(Natural-language object grounding data)
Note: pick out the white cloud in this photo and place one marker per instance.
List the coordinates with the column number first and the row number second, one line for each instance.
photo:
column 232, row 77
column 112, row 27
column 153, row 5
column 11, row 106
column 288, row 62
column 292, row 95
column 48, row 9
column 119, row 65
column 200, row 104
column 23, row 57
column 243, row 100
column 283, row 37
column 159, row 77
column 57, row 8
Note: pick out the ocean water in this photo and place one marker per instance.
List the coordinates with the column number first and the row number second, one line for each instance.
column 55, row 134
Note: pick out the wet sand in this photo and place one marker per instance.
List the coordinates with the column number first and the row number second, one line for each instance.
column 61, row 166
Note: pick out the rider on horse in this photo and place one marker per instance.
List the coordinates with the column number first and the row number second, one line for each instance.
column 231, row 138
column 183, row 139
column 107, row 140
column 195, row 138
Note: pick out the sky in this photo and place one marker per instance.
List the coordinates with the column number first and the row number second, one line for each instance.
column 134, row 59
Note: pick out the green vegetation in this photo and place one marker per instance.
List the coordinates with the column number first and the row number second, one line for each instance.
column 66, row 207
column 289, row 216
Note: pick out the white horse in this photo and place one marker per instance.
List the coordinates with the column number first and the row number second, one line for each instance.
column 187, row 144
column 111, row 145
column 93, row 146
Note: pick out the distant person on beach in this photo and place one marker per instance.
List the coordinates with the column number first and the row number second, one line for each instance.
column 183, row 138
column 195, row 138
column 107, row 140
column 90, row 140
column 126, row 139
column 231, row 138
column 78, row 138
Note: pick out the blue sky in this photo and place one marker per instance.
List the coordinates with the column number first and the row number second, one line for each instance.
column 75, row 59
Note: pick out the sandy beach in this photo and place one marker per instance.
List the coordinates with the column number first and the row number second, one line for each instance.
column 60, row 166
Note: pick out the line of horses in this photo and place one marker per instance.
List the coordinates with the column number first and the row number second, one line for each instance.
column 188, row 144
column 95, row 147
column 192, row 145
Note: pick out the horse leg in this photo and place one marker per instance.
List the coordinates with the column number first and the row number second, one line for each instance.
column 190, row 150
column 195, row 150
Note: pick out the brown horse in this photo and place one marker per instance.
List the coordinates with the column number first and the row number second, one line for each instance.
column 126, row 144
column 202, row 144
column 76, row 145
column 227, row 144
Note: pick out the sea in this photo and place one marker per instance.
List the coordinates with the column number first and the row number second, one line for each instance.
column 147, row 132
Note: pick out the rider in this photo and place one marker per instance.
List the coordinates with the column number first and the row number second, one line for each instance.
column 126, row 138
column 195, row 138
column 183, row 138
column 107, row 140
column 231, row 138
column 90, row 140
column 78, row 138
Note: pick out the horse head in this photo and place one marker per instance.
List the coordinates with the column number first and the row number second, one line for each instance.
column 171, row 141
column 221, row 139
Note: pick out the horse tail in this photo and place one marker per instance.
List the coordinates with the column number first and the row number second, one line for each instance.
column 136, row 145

### PROBLEM TO SOLVE
Among the records above, a stretch begins at the line containing "Note: pick out the horse leg" and ends at the line containing "Note: pick out the brown". Restate that stretch word for word, and nothing else.

### SOLUTION TO THE PROBLEM
Note: pick out the horse leg in this photo and place one marker per instance.
List the coordinates with the column number first and the row number second, one line for each instance.
column 190, row 150
column 195, row 150
Note: pick out the brown horse in this photo and place one marker per instance.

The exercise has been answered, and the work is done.